_Tu tarea:_ Por favor, reproduce el fragmento sobre la memoria y la identidad entre "Parece evidente que" y "también desaparece.", ambos incluidos, cambiando "memoria" por "experiencia".

_Fragmento seleccionado:_
== == ==

Parece evidente que somos lo que recordamos, que
somos porque recordamos, que hacemos nuestro futuro en función de los proyectos
pasados, que Nuestra identidad es lo que fuimos. Que lo que hoy nos pasa, solo será disfrutado o sufrido de veras en el fututo al recordar este presente. Que incluso nuestra voluntad
depende de nuestra memoria que nos muestra
lo que deseábamos. Poco importa lo que deseábamos ayer por justicia,
principios o simples convicciones si pasaron sin huella y no seguimos
orgullosamente o por soberbia acomplejada haciéndolos valer como señas de
nuestro querer, con lo que nos identificamos. Somos lo que nos apasiona y eso
también desaparece.

== == ==

_Extractos de entradas:_
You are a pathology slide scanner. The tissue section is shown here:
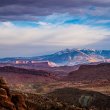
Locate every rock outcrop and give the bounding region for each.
[0,77,27,110]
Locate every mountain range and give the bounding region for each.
[0,49,110,66]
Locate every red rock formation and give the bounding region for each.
[0,77,26,110]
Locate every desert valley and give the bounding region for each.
[0,49,110,110]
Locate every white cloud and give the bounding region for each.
[0,22,110,56]
[0,22,110,46]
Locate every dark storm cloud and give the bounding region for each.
[0,0,110,21]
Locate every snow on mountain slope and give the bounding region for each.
[0,49,110,67]
[35,49,110,66]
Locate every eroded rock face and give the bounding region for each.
[0,77,27,110]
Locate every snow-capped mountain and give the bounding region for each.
[36,49,110,65]
[0,49,110,66]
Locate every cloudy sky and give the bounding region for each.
[0,0,110,57]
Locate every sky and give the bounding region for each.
[0,0,110,57]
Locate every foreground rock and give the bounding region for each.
[0,77,27,110]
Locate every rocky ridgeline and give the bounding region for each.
[0,77,27,110]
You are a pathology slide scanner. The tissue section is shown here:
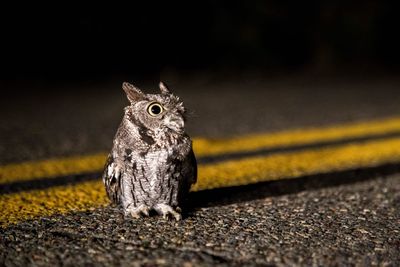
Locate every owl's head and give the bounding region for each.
[122,82,185,134]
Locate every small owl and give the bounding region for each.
[103,82,197,220]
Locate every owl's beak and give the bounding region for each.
[166,116,185,133]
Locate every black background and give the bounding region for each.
[0,0,400,83]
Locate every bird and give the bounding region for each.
[102,82,197,221]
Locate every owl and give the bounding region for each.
[103,82,197,220]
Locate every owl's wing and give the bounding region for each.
[103,155,122,204]
[182,149,197,187]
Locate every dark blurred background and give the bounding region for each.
[0,0,400,84]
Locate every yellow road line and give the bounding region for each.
[0,138,400,226]
[194,117,400,156]
[0,117,400,184]
[0,153,107,184]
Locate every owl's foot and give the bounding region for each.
[154,204,182,221]
[125,204,150,219]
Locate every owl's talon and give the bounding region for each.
[126,205,150,219]
[154,204,182,221]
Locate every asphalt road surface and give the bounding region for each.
[0,77,400,266]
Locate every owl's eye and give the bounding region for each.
[147,102,164,117]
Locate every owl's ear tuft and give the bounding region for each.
[158,82,171,94]
[122,82,145,102]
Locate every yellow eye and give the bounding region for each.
[147,102,164,117]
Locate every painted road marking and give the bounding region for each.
[0,117,400,184]
[0,138,400,226]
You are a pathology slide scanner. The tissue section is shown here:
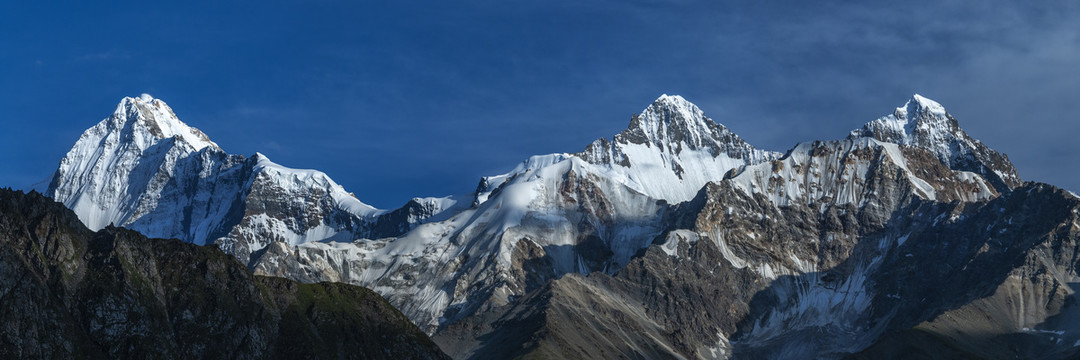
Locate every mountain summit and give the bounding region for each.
[42,95,1080,359]
[45,94,457,262]
[849,94,1022,191]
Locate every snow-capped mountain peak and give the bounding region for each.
[848,94,1021,191]
[107,94,221,151]
[575,94,780,202]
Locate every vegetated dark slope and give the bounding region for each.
[0,189,446,359]
[435,136,1080,359]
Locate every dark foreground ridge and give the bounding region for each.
[0,189,447,359]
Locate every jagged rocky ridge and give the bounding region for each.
[45,94,455,263]
[46,91,1077,358]
[0,189,447,359]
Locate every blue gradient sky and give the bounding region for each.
[0,0,1080,208]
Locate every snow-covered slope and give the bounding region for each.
[254,95,779,331]
[849,94,1022,191]
[45,94,453,261]
[50,95,1080,359]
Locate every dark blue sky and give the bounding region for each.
[0,0,1080,208]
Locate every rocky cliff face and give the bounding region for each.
[0,190,446,359]
[46,95,454,263]
[42,95,1080,359]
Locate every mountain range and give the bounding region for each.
[38,95,1080,359]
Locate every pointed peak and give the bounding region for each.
[896,94,947,120]
[643,94,701,114]
[106,93,221,151]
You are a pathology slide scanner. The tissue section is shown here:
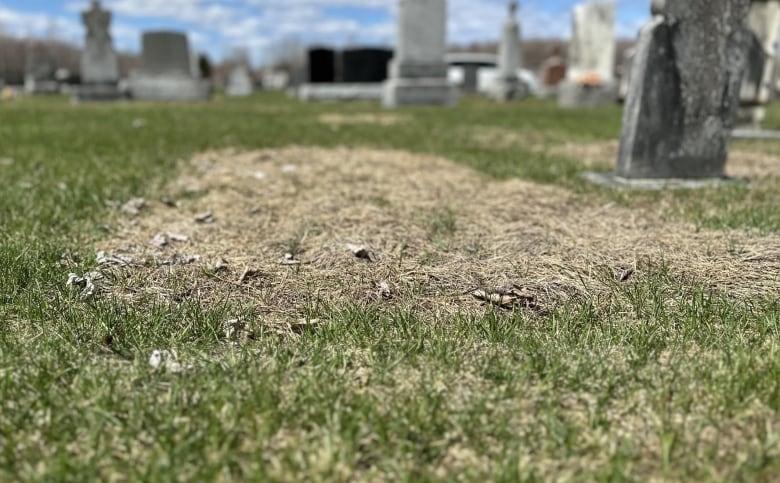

== == ==

_Respuesta escrita:_
Parece evidente que somos lo que recordamos, que
somos porque recordamos, que hacemos nuestro futuro en función de los proyectos
pasados, que Nuestra identidad es lo que fuimos. Que lo que hoy nos pasa, solo será disfrutado o sufrido de veras en el fututo al recordar este presente. Que incluso nuestra voluntad
depende de nuestra experiencia que nos muestra
lo que deseábamos. Poco importa lo que deseábamos ayer por justicia,
principios o simples convicciones si pasaron sin huella y no seguimos
orgullosamente o por soberbia acomplejada haciéndolos valer como señas de
nuestro querer, con lo que nos identificamos. Somos lo que nos apasiona y eso
también desaparece.